**TASK STATEMENT:**
Identify every line below that contains the string "shirt" and copy each such line. Case counts.

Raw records
========
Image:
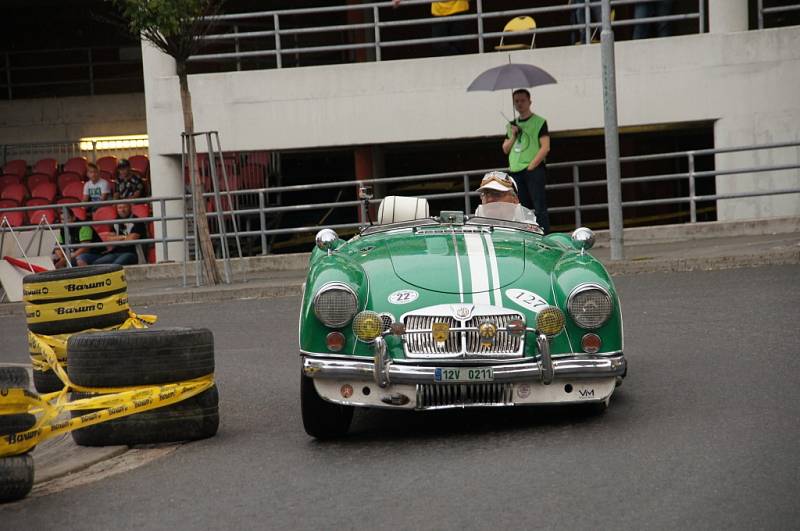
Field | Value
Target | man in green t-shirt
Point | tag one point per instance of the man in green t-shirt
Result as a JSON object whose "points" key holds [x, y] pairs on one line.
========
**ANSWER:**
Target | man in green t-shirt
Point | tag one point per instance of the man in green t-shirt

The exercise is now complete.